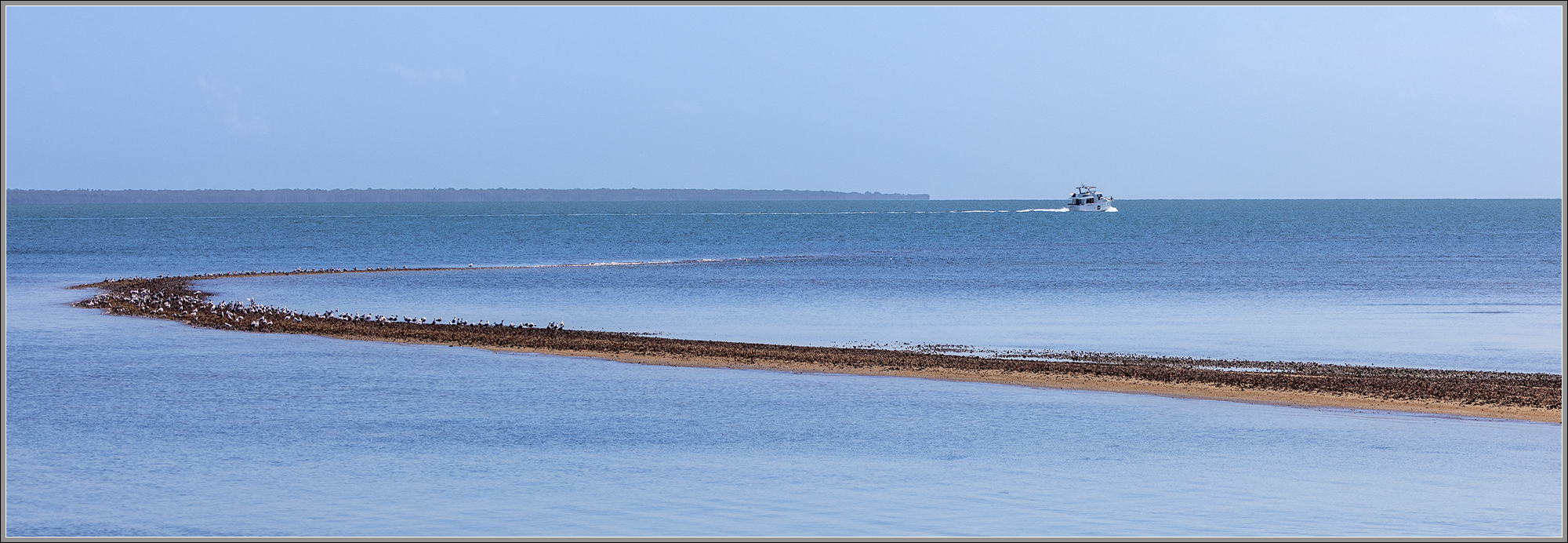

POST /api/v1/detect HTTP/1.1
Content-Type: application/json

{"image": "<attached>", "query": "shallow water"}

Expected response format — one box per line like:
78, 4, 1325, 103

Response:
6, 201, 1563, 537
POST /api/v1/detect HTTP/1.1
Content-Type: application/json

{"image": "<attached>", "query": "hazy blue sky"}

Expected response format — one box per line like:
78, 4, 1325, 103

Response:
5, 6, 1563, 199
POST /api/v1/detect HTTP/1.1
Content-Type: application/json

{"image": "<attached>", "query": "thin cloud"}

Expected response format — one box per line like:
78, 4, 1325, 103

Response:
387, 63, 467, 85
196, 75, 267, 135
1491, 9, 1526, 27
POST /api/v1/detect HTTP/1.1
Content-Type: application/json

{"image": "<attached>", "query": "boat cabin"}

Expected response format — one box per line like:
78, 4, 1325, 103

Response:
1068, 185, 1115, 212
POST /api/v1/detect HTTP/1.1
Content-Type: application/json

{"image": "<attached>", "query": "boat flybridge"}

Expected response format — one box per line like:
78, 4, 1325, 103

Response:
1068, 185, 1116, 212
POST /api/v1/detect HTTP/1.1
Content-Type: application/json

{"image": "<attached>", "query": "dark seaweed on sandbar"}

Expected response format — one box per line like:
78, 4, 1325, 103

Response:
74, 268, 1562, 410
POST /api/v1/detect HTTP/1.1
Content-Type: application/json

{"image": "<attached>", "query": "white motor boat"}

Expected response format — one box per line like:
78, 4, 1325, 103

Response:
1068, 185, 1116, 212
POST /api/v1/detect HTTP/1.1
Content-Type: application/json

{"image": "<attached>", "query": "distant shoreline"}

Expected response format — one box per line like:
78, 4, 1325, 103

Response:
74, 268, 1563, 424
5, 188, 931, 204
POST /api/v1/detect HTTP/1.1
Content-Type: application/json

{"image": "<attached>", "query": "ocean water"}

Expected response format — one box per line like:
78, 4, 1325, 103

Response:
6, 199, 1563, 537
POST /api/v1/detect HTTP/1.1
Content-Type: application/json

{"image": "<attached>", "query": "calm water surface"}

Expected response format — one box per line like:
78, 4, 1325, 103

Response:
6, 201, 1563, 535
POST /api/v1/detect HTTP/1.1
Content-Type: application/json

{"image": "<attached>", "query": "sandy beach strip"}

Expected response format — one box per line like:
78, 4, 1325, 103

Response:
74, 268, 1563, 424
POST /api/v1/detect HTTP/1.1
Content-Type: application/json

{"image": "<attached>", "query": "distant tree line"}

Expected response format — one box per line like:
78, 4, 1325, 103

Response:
6, 188, 931, 204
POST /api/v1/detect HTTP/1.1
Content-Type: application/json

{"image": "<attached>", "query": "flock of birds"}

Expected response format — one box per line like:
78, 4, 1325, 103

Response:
75, 276, 566, 330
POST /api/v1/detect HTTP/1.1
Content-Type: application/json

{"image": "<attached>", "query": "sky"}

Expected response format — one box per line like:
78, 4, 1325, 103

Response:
5, 5, 1563, 199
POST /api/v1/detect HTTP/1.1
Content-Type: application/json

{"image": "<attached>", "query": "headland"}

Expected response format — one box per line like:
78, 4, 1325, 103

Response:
74, 268, 1563, 424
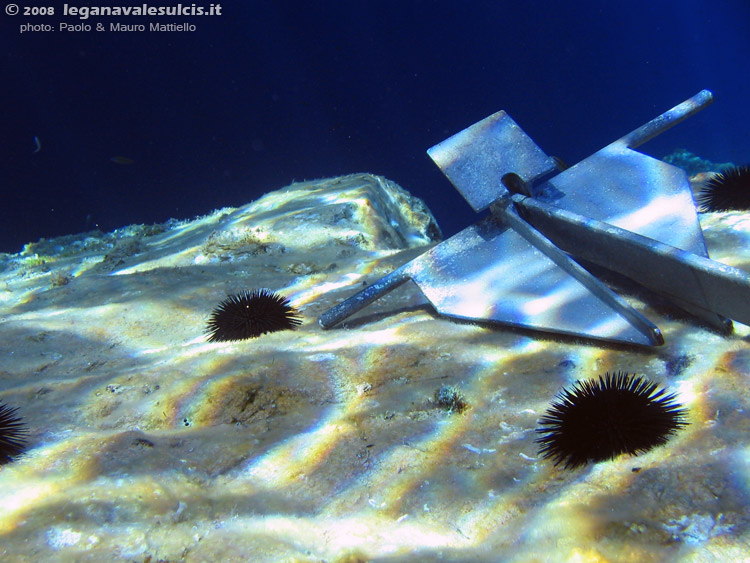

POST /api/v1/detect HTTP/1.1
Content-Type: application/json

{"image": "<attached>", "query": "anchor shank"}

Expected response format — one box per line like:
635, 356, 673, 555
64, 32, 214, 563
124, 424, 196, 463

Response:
615, 90, 714, 149
513, 194, 750, 324
318, 267, 410, 328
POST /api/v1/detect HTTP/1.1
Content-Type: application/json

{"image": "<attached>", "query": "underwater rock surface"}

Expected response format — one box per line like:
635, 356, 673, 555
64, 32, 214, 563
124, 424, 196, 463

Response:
0, 174, 750, 562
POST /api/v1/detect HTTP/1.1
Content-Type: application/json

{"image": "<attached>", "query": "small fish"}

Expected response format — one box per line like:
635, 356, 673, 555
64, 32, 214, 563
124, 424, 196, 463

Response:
110, 156, 135, 164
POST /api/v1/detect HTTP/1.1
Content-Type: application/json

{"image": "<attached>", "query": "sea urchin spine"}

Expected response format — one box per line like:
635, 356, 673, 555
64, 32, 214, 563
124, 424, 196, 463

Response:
697, 166, 750, 211
536, 372, 687, 469
206, 289, 302, 342
0, 403, 28, 465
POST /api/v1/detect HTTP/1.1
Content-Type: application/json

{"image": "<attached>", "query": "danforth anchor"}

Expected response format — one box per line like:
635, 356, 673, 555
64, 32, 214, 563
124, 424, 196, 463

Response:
319, 90, 750, 346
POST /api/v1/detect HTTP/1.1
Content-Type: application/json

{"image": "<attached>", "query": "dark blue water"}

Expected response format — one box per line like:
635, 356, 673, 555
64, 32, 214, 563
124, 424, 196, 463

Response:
0, 0, 750, 252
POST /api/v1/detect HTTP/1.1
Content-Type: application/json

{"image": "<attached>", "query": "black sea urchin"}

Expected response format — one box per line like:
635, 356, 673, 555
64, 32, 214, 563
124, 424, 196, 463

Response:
697, 166, 750, 211
206, 289, 302, 342
0, 403, 27, 465
536, 372, 687, 469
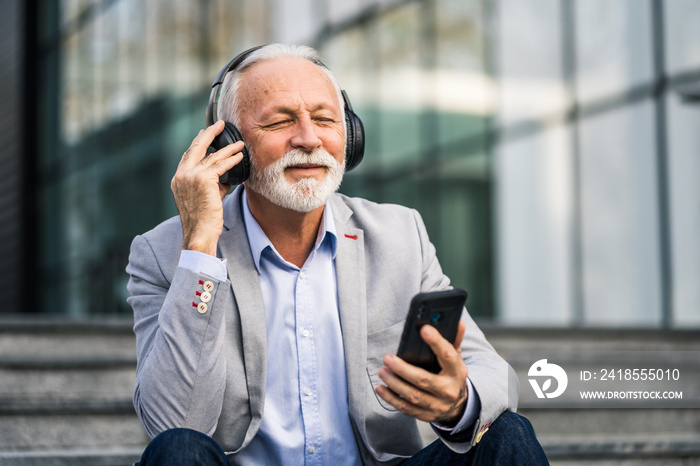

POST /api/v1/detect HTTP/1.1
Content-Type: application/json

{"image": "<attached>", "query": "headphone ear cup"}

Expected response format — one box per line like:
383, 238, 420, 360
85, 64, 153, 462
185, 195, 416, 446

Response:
207, 122, 250, 186
345, 106, 365, 172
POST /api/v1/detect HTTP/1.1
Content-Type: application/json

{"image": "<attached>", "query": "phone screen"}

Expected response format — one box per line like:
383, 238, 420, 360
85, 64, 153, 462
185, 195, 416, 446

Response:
396, 288, 467, 373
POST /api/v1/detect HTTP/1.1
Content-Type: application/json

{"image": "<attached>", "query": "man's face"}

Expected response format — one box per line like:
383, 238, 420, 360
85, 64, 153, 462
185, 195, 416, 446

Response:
238, 58, 345, 212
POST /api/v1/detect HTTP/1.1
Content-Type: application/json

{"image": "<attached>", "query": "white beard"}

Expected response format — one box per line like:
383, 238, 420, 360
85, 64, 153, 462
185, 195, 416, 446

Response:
246, 149, 345, 213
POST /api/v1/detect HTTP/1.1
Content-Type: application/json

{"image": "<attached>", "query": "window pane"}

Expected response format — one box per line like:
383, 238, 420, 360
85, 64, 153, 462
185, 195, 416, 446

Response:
374, 3, 423, 167
575, 0, 653, 101
580, 101, 661, 326
664, 0, 700, 74
429, 0, 494, 143
667, 95, 700, 327
495, 126, 573, 325
495, 0, 569, 124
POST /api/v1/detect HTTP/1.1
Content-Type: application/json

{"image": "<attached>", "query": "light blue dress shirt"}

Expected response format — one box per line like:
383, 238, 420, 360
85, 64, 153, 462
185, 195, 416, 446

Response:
179, 191, 480, 465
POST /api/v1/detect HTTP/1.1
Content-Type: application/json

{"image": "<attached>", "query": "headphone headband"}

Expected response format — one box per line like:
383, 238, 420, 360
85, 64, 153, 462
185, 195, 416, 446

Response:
206, 45, 365, 184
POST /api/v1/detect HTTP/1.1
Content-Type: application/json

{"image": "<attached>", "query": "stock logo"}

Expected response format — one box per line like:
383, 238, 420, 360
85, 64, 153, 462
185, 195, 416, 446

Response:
527, 359, 569, 398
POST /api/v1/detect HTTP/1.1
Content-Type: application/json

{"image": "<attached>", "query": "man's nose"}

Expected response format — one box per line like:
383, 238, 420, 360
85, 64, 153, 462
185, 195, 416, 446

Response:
291, 117, 322, 152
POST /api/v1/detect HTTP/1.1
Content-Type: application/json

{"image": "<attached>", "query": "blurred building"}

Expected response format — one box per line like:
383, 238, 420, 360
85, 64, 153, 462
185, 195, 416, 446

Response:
0, 0, 700, 328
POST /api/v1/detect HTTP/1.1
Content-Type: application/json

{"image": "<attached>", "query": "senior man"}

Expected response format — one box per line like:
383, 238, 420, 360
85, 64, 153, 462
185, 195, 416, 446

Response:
127, 44, 546, 465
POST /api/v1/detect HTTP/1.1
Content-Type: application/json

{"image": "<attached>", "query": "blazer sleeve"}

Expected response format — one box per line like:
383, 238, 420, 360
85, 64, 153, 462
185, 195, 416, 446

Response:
414, 211, 519, 453
126, 236, 232, 437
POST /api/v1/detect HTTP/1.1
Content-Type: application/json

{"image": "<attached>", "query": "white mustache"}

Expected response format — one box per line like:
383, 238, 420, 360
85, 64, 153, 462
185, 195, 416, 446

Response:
275, 149, 340, 169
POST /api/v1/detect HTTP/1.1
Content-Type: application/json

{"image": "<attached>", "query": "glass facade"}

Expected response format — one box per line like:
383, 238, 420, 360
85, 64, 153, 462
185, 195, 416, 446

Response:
30, 0, 700, 327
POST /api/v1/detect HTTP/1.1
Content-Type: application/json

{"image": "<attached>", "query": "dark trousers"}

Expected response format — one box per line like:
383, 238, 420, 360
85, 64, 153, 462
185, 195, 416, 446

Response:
139, 411, 549, 466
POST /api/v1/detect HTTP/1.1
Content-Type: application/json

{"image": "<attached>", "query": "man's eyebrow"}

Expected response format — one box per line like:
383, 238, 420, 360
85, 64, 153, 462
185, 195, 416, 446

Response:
266, 103, 332, 115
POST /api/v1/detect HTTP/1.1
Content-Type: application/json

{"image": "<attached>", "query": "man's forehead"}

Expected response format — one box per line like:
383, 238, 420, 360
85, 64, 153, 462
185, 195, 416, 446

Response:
240, 57, 337, 106
242, 57, 332, 85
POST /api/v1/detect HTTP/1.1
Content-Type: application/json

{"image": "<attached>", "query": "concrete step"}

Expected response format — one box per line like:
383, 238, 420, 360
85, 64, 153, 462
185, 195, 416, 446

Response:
0, 319, 149, 465
0, 447, 142, 466
0, 319, 700, 466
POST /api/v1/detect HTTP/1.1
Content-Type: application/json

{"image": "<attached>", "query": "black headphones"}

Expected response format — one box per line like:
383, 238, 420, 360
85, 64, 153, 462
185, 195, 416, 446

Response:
207, 45, 365, 185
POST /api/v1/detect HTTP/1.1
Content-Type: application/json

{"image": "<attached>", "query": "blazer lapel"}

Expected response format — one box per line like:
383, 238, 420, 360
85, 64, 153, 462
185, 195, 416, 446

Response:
219, 186, 267, 444
331, 196, 367, 438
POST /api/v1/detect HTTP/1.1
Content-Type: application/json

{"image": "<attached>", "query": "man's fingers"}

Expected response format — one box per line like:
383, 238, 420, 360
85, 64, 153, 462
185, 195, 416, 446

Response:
420, 322, 464, 374
180, 120, 225, 165
376, 385, 436, 422
453, 320, 467, 353
200, 141, 245, 167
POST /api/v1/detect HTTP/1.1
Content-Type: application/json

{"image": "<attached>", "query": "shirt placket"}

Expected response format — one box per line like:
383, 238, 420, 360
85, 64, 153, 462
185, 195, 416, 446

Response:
295, 251, 323, 465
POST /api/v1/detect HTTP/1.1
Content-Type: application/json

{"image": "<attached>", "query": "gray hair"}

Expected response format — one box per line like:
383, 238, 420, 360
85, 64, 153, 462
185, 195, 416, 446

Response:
217, 44, 347, 131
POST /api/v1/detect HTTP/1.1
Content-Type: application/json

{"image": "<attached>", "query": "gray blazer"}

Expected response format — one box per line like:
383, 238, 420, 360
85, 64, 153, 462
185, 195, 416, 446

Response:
127, 187, 518, 464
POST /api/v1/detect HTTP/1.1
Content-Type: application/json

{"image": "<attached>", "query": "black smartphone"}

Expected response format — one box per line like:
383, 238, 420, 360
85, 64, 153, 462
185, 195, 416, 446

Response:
396, 288, 467, 374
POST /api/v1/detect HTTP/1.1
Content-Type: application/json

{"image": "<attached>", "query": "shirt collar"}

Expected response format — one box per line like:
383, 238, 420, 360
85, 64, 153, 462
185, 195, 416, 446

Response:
241, 189, 338, 273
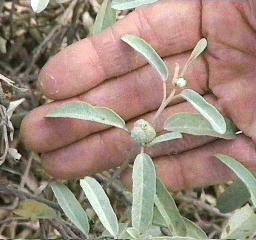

# # # # # # #

Pull out the listing from its first line down to the line containing "6, 201, 1563, 537", including both, and reproduce those lines unchanged, leaving out the pictures.

▶ Expected answer
POST /api/v1/detect HTTP/1.1
Content-Type: application/json

{"image": "<attached>", "query": "shallow water"}

Expected response format — one box per line like:
78, 4, 1325, 103

Response:
6, 201, 1563, 537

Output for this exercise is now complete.